- Aufgaben -
(a) Fasse im Text zur Geschichte Boliviens den Absatz, der mit „Um 200 n.Chr. schwindet“ beginnt, als kurze Liste zusammen und behalte dabei seine wesentlichen Fakten bei.
(b) Schreibe den Text zur Geschichte Boliviens im Anschluss an seinen letzten Satz weiter.

- Textauszug -
⟨

Um 1.500 v. Chr. beginnt mit der Pukara-Kultur (Pucará), deren Siedlungsgebiet nördlich des Titicacasees lag, die so genannte “formative Periode” späterer Hochkulturen, für die neben ersten festen Siedlungen auch Keramikfunde belegt sind.
Um 200 n.Chr. schwindet der Einfluss der Pukara-Kultur, und im südlichen Titicaca-Becken etabliert sich in der Folgezeit Tiwanaku als wichtigste Siedlung und Zentrum des überregionalen Karawanenhandels. Auf der ökonomischen Grundlage von intensiver Landwirtschaft, z.B. in Form der durch Kanäle bewässerten Hochbeete, so genannter camellones, und der Zucht von Lamas als Wolle- und Fleischlieferanten sowie als Transportmittel, einer innovativen Keramik und Metallverarbeitung entstehen monumentale Steinbauten und -Figuren.
Tiwanakus Einfluss erstreckte sich bis zur peruanischen Pazifikküste, dem chilenischen Norden und weit nach Argentinien.
Er beruhte wahrscheinlich auf der Kolonialisierung nahegelegener Gegenden und in entfernteren Regionen auf seiner kulturellen Dominanz durch Religion, Kultur und Handel.
Tiwanakus Niedergang vollzog sich zwischen 1000 und 1150 n. Chr.. Er äußerte sich in kontinuierlich sinkenden Bevölkerungszahlen und der (teilweisen) Zerstörung von Monumenten. Ursachen waren vermutlich sich verändernde klimatische Bedingungen bzw. Witterungsmuster, die den Grundwasserspiegel soweit absinken ließen, dass der Anbau mittels cammellones nicht mehr möglich war.
Bis um 1400 n. Chr. folgten im Andenhochland des heutigen Boliviens die auch als Fürstentümer bezeichneten Señoríos Aymara auf Tiwanaku. Zu diesen Gruppen gehörten auch die Colla, deren um das Jahr 1000 entstandene Nekropole Sillustani unweit Punos bis heute von deren Baukunst zeugt.
Um 1400 n. Chr. erstreckte sich die Expansion des Inkareiches auch auf den andinen Bereich Boliviens, der als Kollasuyo ins Inka-Imperium einging.
Mit der Ankunft der Spanier in Peru und Alto Perú, wie diese das heutige Bolivien nannten, wurden diese Gebiete bis Mitte des 16.Jahrhunderts in das spanische Kolonialreich eingegliedert, und es begann die nahezu drei Jahrhunderte dauernde Kolonialherrschaft.

⟩

- Gezeigte Einträge -
⟨

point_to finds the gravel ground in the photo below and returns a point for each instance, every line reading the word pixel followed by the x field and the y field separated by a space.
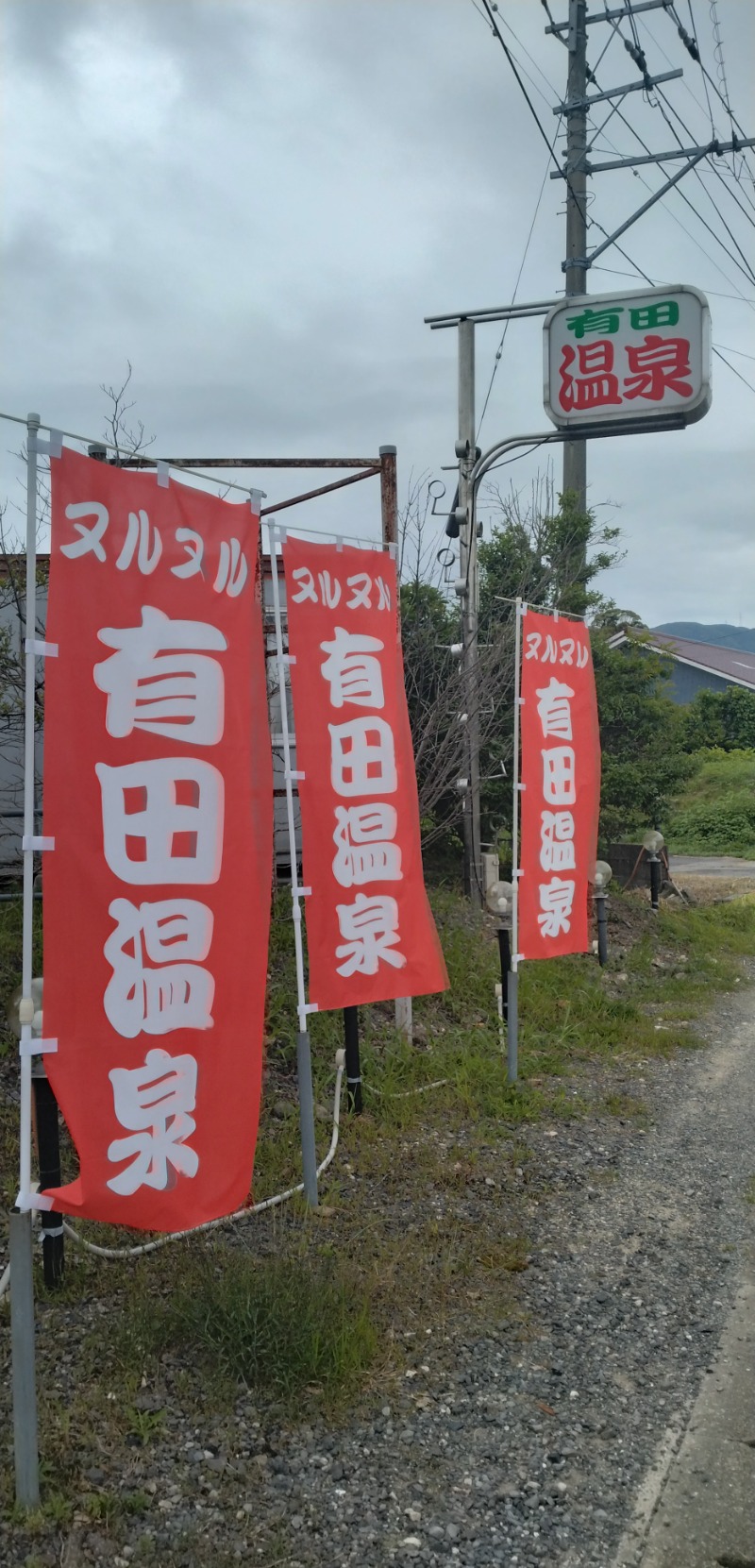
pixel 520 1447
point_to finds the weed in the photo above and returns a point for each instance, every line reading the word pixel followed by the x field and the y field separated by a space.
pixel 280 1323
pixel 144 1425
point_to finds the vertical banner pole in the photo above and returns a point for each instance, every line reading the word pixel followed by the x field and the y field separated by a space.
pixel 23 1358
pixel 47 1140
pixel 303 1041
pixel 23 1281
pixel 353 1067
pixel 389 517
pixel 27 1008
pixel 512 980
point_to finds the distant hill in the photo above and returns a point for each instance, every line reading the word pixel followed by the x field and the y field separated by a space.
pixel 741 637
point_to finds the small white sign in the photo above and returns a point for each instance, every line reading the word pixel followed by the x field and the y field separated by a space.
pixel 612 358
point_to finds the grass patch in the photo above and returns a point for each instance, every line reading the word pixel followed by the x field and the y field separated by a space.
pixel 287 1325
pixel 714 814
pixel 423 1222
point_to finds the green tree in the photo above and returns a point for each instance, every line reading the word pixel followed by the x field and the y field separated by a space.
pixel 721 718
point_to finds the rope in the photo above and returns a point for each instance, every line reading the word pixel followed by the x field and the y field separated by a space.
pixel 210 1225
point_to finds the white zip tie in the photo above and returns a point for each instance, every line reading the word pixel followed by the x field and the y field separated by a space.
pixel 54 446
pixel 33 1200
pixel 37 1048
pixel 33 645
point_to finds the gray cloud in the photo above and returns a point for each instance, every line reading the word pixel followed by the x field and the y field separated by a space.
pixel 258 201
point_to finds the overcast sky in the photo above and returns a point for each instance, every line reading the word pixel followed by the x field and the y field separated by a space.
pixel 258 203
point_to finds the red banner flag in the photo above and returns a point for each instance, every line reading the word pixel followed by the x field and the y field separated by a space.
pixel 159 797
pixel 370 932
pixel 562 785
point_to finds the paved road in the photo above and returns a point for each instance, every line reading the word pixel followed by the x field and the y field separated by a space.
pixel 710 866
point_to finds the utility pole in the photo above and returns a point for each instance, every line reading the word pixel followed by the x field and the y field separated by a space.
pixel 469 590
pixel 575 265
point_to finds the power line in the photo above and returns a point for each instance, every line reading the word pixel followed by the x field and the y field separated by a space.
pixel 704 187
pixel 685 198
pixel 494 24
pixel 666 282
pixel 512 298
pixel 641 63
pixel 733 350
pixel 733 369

⟩
⟨

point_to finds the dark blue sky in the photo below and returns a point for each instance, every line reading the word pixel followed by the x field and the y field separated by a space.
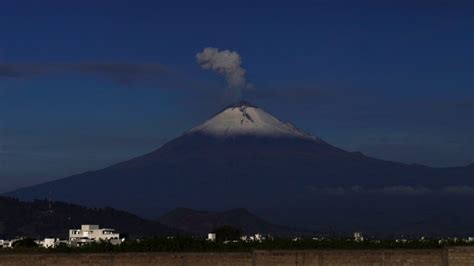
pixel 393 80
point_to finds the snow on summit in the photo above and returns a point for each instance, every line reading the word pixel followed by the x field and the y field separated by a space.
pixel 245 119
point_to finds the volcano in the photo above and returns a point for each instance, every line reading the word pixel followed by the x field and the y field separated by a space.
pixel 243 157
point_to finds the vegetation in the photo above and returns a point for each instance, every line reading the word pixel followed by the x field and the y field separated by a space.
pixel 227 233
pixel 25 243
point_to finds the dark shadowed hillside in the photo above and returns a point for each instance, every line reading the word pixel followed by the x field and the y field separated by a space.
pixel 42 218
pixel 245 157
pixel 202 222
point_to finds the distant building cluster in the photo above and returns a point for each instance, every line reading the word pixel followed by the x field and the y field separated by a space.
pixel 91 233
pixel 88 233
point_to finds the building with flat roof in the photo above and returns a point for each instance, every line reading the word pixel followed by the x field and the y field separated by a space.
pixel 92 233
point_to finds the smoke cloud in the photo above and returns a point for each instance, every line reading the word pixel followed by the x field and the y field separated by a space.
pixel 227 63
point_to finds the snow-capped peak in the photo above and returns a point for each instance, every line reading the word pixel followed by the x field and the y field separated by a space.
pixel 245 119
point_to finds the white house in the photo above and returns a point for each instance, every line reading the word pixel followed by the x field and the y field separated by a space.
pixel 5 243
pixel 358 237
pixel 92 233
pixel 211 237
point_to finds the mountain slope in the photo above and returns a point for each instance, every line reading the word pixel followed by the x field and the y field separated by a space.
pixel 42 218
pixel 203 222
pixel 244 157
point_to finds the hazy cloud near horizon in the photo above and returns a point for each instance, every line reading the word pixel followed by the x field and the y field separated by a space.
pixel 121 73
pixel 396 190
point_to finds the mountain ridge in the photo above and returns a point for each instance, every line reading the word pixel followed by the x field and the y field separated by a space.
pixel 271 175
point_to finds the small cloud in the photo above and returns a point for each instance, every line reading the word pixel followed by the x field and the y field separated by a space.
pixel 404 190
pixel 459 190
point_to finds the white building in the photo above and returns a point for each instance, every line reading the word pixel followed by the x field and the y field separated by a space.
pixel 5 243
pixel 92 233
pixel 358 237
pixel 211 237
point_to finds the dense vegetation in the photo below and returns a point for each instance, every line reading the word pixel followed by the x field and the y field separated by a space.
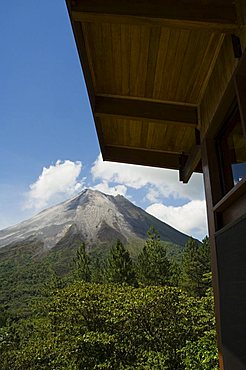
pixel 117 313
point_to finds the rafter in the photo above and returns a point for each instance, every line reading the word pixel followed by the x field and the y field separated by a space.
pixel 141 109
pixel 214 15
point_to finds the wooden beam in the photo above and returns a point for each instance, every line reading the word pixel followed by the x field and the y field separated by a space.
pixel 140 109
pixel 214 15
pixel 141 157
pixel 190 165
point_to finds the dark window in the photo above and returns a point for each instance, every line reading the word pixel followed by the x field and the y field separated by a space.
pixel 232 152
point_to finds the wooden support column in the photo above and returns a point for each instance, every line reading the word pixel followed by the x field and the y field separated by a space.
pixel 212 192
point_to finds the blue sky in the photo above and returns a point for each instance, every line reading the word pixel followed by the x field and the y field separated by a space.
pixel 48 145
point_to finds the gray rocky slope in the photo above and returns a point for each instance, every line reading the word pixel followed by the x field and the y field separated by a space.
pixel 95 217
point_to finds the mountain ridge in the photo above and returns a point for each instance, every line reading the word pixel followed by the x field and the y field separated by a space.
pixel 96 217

⟩
⟨

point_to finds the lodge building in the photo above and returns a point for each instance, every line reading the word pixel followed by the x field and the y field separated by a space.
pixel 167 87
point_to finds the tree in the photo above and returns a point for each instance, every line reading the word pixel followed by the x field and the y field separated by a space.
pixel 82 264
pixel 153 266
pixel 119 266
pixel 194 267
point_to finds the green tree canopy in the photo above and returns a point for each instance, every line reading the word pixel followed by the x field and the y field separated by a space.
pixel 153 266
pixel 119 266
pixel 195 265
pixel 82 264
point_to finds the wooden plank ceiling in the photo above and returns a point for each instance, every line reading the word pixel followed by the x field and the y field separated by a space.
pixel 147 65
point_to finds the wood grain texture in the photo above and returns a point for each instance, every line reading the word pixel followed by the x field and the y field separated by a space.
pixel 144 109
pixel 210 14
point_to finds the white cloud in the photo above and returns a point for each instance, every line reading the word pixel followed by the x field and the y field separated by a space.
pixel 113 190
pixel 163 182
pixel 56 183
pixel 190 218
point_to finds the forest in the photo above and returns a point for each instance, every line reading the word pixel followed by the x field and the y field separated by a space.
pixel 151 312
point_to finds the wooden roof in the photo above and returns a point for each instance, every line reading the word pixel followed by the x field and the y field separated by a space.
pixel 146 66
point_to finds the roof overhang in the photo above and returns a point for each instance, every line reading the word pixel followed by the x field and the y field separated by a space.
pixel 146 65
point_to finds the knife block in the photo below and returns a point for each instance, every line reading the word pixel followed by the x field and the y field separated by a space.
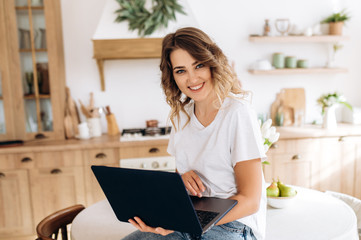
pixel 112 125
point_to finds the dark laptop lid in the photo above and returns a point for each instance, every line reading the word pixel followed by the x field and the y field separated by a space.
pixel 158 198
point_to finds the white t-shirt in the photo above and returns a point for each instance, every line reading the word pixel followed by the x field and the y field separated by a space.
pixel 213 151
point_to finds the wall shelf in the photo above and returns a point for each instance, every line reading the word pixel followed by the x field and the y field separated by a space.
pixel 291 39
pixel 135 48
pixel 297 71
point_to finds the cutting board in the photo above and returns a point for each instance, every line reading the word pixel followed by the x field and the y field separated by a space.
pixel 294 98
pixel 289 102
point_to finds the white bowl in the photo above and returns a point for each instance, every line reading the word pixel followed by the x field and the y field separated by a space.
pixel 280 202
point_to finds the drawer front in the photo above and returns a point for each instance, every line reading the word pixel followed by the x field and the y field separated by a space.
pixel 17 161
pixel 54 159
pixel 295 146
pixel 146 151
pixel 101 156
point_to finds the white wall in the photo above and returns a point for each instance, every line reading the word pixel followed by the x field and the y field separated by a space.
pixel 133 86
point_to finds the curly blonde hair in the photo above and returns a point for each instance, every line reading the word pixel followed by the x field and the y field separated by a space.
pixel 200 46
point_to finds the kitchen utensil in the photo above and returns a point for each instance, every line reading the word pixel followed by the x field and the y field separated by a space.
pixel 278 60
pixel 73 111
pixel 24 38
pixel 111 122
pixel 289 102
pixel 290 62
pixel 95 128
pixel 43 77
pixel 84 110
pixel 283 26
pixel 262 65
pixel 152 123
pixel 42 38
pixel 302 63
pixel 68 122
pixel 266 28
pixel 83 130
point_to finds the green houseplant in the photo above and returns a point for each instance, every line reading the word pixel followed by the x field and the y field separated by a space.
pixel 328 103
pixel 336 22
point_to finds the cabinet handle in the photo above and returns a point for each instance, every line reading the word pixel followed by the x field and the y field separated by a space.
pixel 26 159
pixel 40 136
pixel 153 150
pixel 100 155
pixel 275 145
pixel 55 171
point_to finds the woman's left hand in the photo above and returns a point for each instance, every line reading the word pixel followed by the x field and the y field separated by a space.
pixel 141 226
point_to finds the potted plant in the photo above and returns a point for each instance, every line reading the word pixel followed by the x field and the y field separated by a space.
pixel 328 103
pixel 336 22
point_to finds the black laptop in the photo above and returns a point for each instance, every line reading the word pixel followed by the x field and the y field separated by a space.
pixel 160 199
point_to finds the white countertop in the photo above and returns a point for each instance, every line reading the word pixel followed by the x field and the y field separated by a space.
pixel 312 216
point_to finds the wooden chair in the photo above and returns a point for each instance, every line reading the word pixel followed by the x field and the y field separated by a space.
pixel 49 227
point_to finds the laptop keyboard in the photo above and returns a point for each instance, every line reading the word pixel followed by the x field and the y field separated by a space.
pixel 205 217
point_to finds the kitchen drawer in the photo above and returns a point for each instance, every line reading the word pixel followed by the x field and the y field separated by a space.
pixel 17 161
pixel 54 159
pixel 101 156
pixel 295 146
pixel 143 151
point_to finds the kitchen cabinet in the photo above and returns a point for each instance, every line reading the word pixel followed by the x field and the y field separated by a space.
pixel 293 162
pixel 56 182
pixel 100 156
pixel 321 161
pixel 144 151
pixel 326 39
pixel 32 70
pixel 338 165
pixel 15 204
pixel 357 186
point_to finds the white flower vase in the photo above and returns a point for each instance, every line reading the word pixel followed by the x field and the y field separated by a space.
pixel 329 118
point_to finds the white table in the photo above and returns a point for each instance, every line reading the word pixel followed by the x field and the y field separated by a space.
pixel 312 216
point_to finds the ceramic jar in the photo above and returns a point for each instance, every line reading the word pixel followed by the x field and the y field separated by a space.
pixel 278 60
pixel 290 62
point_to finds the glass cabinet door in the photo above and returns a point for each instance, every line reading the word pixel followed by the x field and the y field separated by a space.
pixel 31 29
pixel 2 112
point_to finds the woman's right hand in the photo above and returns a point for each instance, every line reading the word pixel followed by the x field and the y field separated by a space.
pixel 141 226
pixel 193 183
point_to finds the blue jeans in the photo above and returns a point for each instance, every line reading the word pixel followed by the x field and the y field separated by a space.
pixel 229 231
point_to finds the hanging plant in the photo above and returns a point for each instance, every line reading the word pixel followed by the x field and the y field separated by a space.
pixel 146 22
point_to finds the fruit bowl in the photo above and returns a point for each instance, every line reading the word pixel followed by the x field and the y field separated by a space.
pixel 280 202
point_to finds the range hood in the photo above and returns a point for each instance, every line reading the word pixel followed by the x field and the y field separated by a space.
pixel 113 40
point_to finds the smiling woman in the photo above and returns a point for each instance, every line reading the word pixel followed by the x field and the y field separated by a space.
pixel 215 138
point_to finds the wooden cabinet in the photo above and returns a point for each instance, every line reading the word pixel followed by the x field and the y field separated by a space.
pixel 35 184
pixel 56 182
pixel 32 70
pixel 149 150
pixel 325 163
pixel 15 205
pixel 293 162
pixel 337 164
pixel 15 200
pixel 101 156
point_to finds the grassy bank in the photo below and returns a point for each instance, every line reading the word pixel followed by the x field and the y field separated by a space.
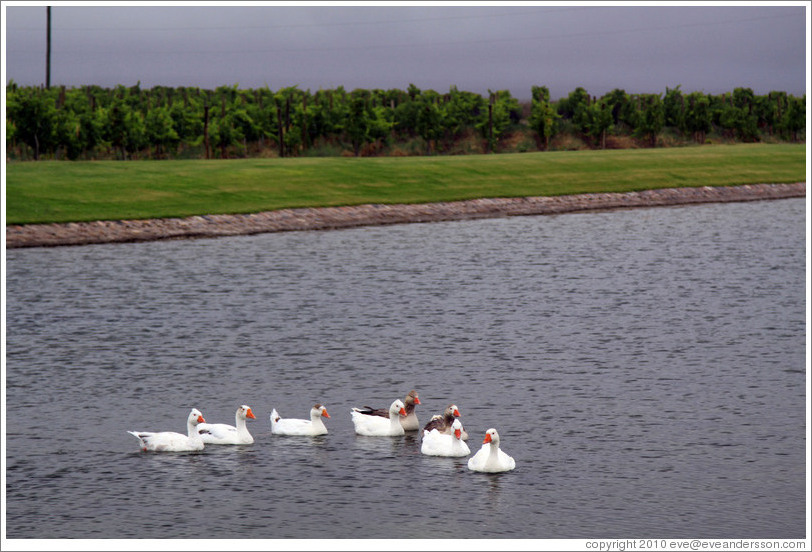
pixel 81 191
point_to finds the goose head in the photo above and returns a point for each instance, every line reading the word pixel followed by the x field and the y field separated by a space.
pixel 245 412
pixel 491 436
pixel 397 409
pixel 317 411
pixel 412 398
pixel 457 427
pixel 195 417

⟩

- Ergebnisse in Reihenfolge -
(a)
- Um 200 n. Chr. schwindet der Einfluss der Pukara-Kultur.
- Anschließend wird Tiwanaku im südlichen Titicaca-Becken zur wichtigsten Siedlung und zum Zentrum des überregionalen Karawanenhandels.
- Wirtschaftliche Grundlage sind intensive Landwirtschaft (z. B. durch Kanäle bewässerte Hochbeete, sogenannte camellones) und die Lamazucht für Wolle, Fleisch und Transport. Hinzu kommen innovative Keramik und Metallverarbeitung.
- Auf dieser Grundlage entstehen monumentale Steinbauten und -figuren.

(b)
Die Ausbeutung – oft als Zwangsarbeit der indigenen Bevölkerung – der 1545 entdeckten Silbervorkommen des treffend Cerro Rico genannten Berges bei Potosí finanzierte über die kommenden Jahrhunderte das spanische Weltreich und brachte mehr als acht Millionen Menschen um.
Indigene Aufstände gegen die spanische Kolonialregierung blieben wiederholt erfolglos und wurden blutig niedergeschlagen.
Erst zu Beginn des 19. Jahrhunderts hatten die von Kreolen getragenen Unabhängigkeitsbewegungen unter den Vorzeichen der Napoleonischen Kriege auf der iberischen Halbinsel Aussicht auf Erfolg.
Diese Unabhängigkeitsbewegung erfasste seit 1809 nach und nach den gesamten südamerikanischen Kontinent.
Der im venezolanischen Caracas geborene Simón Bolívar befreite mit seiner Armee nacheinander Kolumbien, Venezuela, Ecuador und Peru, letzteres mit Unterstützung der Armee des unabhängigen Argentiniens unter Juan de San Martín.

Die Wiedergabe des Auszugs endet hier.